Start of MATERIAL FOR THE TASK

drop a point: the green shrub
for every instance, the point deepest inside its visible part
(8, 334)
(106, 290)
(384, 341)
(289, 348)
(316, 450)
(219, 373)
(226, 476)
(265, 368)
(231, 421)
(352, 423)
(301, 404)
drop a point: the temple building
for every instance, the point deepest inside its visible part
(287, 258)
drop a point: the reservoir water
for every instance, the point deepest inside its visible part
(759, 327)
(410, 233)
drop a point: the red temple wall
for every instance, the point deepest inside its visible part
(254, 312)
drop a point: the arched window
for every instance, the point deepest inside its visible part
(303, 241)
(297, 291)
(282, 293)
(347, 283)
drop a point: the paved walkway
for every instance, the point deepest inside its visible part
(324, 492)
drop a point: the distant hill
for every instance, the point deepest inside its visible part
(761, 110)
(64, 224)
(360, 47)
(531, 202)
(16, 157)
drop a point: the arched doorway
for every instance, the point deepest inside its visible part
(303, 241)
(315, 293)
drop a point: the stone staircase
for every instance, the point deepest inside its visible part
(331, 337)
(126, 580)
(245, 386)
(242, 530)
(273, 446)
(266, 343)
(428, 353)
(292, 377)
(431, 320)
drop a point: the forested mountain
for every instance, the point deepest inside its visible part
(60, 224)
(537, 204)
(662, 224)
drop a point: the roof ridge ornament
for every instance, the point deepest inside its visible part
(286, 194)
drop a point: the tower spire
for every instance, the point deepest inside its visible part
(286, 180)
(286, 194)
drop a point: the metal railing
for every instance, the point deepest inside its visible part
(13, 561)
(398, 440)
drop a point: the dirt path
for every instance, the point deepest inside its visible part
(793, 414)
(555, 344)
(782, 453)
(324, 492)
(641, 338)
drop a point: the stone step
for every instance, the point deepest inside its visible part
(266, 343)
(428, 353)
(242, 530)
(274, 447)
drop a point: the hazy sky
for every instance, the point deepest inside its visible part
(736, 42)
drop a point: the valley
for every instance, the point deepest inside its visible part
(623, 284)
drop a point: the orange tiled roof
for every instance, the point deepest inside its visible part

End of MATERIAL FOR THE TASK

REQUIRED WORK »
In full and word for word, restate the data.

OUTPUT OF THE TASK »
drop a point: the green shrub
for every instance, the point deepest inside its visible part
(8, 334)
(106, 290)
(384, 341)
(289, 348)
(316, 450)
(219, 373)
(226, 476)
(265, 368)
(231, 421)
(352, 423)
(301, 404)
drop a point: the temple building
for every instance, the point deepest inside its visible part
(287, 258)
drop a point: the reservoir water
for every instance, the point deepest inside its visible part
(759, 327)
(410, 233)
drop a point: the red temple wall
for every instance, the point deepest inside its visible part
(254, 312)
drop a point: the arched window
for every instance, the point deepest inside its visible part
(303, 241)
(297, 291)
(282, 293)
(347, 283)
drop a point: the paved walkway
for every instance, the point deepest inside its visible part
(324, 492)
drop a point: the distant hill
for every instance, the point deepest inside its visible part
(761, 110)
(64, 224)
(360, 47)
(531, 202)
(16, 157)
drop a point: the arched doorway
for every instance, the point deepest inside its visible part
(303, 241)
(315, 293)
drop a point: the stone staircase
for every instance, the point deepest inside its visible part
(331, 337)
(126, 580)
(245, 386)
(242, 530)
(273, 446)
(266, 343)
(428, 353)
(292, 377)
(431, 320)
drop a point: the forested mountain
for every instance, the point deepest inside its visible part
(60, 224)
(537, 204)
(662, 224)
drop a point: the roof ridge ornament
for every instance, the point deepest inside its visible part
(286, 194)
drop a point: the tower spire
for every instance, the point deepest inside its visible part
(286, 180)
(286, 194)
drop a point: the metal railing
for every instance, the point deepest inside its visible part
(13, 561)
(398, 440)
drop a point: the dirt path
for every instance, the point deepest inside its visible part
(793, 414)
(555, 344)
(782, 453)
(324, 492)
(641, 338)
drop a point: the stone step
for every instance, the point deepest inside its visible part
(266, 343)
(428, 353)
(242, 530)
(274, 447)
drop a point: the hazy sky
for every instance, the point deepest inside its visible part
(736, 42)
drop a point: the valley
for every instance, the point deepest inside its visible part
(623, 284)
drop a point: the orange tiled roof
for every instance, the point deepest inside its visible part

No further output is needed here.